→ **Directions**
Reproduce every line of the material, requests included, starting with the line containing "# test: pointer returns one pin per instance of the soil" and going on through the end of the material. Offset each coordinate value in the answers by -25.

→ **Source material**

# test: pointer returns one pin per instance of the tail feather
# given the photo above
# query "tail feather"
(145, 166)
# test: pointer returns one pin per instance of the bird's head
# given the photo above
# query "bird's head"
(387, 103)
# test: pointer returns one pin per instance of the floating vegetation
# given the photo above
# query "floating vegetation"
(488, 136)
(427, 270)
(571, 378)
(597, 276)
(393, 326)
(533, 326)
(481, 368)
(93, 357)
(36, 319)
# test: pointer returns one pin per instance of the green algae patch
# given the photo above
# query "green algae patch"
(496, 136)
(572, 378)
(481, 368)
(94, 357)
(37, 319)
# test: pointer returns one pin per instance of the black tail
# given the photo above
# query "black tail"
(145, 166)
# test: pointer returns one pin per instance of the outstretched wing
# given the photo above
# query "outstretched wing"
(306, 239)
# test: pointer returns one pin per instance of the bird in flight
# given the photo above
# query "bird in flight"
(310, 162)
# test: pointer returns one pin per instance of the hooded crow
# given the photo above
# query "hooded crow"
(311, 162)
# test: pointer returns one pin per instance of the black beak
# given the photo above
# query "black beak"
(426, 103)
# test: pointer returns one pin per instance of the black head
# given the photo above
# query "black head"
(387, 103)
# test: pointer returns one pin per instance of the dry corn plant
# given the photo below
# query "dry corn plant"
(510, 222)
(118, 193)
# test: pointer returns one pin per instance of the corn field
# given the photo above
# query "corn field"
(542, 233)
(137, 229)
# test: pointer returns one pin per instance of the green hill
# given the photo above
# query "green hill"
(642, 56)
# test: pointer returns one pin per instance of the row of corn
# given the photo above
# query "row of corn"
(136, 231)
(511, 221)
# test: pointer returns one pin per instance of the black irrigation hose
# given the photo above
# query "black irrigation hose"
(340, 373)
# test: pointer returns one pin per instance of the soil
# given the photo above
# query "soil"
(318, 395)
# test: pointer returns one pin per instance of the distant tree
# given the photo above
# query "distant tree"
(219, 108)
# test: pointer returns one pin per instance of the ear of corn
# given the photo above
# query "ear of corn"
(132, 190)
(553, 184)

→ **Reply**
# test: pointer returns one pin per instance of the soil
# given the photo above
# query "soil"
(293, 370)
# test: pointer returns one pin per instance of the distant tree
# given the photo above
# query "distant tree"
(194, 83)
# test: pointer returns one pin per instance of the ear of corn
# given the photo above
# query "ear of corn"
(107, 165)
(528, 159)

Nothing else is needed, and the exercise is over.